The main dining room at Cool River Cafe is very elegant and chic. It has sort of an old world steak house feel to the place, but with some Southwestern decor splashed in. The lighting is subdued and the ambiance is rather comfortable. I could tell that a good meal was about to be had.
We were given menus and told of some of the specials that evening. I was in the mood for a steak and that is the highlight on the menu. They also featured some seafood items, pork chops, rack of lamb and some interesting entrees such as Chicken-fried Venison, Peach chicken, and short rib Pot Roast. You also had your choice of side items with the entree such as six-cheese scalloped potatoes, cilantro basmati rice and sweet potato hash.
Our free appetizers came to the table while we were looking at our menus. They gave us calimari, crab cake and a couple orders of their Absolut Peppar shrimp cocktail. The calimari was outstanding, the crab cakes were flavorful and rich, and the shrimp were very large. Coupled with the Absolut Peppar-infused cocktail sauce, they, too, were very good. But the large portions of appetizers they brought out to us pretty much ruled out a chance for me to get a wedge salad. It would have been too much food before the main entree.
I ended up ordering the 16 oz. tenderloin filet - rare plus. We all decided to just order a number of sides as they were served family-style and one portion was way too much for just one or two people. Christine Jerritts said, "I could just eat their six cheese mac and cheese for dinner. It's the best mac and cheese I've ever had!"
We spent the time before our food showed up talking and I got to know Carl and Christine a little better. They were talking about the places they've been to for racing. But most of the races they compete in are around the Colorado area. Carl said, "We'll go out and do road races like up at Elkhart Lake. But there aren't a lot of road courses out this way."
I told them that I'd been up to Elkhart Lake to look at the track during our trip to Door County last summer. He said, "We may get back up there next summer. If we do, we'll let you know so you can come up and watch Christine race."
Our food showed up and I was ready. My beef tenderloin filet was on the more done side of rare, which is exactly what rare plus should be. (Rare plus, I've found, gives you the best of rare cooked meat, but with a little more a warm center.) And it was juicy, tender and flavorful.
The sides we ordered up were pretty damn good. Christine wasn't kidding about the six cheese mac and cheese - it was very good, and I'm not a big mac and cheese guy. I also liked the sweet potato hash, and I had bites of the white cheddar and chives creamed corn, the creamed spinach and the six cheese scalloped potatoes. The scalloped potatoes were the best of the bunch, in my opinion. But they were so rich and heavy that I limited myself to only a couple three bites.
The 16 oz. filet proved to be more than enough food, however. When the waiter came around to ask for dessert, I said, "No, way. I'm stuffed."
My boss, Daniel, who was seated across the table from me said, "Oh, come on! Not even any creme brulee?"
(It's a standard joke in our company about me and creme brulee. On my first trip to France in 2003, I literally had creme brulee as a dessert every time it was offered on the menu. I love creme brulee and I had some of the best creme brulee on that trip.)
I couldn't lie - Cool River Cafe was well above average. The steak was delicious and we had great service from our waiter. They had an interesting menu and wonderful food. Cool River Cafe was a fun place and they took very good care of us. I would have no qualms about recommending Cool River Cafe for a very good meal.

→ **CHALLENGES**
#1 In the Cool River Cafe review, how did the writer ask for the 16 oz. tenderloin filet to be cooked?
#2 Please list every side dish the writer says they tasted during the meal in the Cool River Cafe review.
The entries that follow have no connection to the Cool River Cafe review.

(Stored entries)
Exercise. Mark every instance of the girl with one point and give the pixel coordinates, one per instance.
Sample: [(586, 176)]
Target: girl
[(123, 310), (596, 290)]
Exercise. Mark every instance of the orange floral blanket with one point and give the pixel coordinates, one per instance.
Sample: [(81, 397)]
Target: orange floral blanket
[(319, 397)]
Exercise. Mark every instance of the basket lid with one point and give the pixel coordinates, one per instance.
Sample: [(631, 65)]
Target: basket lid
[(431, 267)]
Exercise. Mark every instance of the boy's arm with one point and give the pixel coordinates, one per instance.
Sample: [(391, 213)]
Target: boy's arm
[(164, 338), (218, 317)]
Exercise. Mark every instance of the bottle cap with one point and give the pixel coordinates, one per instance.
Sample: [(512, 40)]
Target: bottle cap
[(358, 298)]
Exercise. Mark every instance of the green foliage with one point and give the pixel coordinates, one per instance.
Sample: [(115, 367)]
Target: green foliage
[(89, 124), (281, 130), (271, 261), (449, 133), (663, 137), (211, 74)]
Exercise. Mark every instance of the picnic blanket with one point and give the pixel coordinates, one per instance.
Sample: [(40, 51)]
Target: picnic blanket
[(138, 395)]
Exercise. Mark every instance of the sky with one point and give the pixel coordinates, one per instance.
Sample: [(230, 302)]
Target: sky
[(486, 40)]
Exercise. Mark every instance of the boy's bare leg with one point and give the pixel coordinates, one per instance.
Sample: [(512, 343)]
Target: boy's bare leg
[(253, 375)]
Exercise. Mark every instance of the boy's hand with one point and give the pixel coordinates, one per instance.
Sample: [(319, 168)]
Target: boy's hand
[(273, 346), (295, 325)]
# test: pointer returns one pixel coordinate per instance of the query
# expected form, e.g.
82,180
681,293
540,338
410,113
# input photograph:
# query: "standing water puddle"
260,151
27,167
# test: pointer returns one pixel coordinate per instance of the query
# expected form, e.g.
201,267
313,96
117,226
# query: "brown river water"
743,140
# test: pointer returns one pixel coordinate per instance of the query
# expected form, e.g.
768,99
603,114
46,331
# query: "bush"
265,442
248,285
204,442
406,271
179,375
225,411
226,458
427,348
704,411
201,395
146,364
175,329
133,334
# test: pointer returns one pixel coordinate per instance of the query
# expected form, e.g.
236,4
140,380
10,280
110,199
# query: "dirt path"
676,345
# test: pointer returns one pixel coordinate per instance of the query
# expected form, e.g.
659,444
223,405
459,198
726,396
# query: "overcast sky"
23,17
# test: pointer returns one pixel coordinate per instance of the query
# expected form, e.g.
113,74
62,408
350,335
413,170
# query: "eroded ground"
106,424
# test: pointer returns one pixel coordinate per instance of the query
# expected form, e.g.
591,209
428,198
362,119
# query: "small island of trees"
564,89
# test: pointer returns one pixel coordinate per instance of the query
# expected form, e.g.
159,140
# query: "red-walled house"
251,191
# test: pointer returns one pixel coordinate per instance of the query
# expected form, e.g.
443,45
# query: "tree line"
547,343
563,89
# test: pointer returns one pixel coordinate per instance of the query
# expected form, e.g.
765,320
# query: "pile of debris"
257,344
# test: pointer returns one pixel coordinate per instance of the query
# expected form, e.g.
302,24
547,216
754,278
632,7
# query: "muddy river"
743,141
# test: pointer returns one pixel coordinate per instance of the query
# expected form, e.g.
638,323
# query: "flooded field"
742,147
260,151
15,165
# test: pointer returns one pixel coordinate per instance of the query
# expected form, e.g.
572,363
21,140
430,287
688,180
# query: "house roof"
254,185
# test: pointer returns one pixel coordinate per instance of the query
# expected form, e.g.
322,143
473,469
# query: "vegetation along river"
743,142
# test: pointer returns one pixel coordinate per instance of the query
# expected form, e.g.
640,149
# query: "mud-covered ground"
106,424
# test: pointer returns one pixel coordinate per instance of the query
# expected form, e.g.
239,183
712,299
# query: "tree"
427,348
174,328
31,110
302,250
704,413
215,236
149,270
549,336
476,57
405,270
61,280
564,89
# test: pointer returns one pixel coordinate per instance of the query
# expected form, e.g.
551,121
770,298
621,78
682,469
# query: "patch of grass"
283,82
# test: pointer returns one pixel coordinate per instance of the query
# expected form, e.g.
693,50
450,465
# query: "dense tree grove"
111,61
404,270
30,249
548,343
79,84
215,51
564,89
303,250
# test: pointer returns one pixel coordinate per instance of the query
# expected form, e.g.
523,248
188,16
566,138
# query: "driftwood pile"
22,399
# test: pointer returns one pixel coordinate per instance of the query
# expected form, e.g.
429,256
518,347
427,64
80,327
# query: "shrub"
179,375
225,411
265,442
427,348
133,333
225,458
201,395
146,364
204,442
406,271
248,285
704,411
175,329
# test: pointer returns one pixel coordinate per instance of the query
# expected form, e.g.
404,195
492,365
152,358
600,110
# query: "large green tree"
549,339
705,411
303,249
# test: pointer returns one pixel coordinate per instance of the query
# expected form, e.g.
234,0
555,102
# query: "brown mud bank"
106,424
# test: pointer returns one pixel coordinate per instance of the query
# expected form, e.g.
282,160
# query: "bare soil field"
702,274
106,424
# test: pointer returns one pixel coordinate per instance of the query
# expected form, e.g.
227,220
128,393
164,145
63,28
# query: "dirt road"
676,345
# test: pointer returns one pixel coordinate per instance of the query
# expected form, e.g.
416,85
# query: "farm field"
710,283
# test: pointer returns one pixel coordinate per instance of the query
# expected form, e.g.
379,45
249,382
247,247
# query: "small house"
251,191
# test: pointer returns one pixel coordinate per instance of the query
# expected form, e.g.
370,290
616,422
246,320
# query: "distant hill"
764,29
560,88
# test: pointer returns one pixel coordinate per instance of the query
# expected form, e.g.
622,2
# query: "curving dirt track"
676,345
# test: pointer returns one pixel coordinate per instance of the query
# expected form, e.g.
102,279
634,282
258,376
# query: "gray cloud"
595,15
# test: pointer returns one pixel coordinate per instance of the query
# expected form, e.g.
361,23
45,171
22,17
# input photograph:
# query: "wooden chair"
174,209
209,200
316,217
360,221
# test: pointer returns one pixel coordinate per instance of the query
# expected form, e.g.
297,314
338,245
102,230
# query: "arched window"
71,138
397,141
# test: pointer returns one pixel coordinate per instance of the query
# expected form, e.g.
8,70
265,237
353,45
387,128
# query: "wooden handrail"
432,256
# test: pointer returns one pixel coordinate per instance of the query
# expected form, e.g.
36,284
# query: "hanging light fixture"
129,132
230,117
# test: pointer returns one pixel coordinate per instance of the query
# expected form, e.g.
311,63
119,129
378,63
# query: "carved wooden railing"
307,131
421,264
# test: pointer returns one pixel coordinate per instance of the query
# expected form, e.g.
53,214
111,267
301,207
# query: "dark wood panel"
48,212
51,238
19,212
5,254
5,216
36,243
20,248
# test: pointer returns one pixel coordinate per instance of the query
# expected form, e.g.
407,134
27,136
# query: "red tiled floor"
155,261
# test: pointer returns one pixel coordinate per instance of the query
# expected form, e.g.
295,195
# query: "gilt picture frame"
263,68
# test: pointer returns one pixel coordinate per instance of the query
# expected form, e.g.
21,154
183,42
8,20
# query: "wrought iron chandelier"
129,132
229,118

→ **SET OF ANSWERS**
#1 Rare plus.

#2
- Six cheese mac and cheese
- Sweet potato hash
- White cheddar and chives creamed corn
- Creamed spinach
- Six cheese scalloped potatoes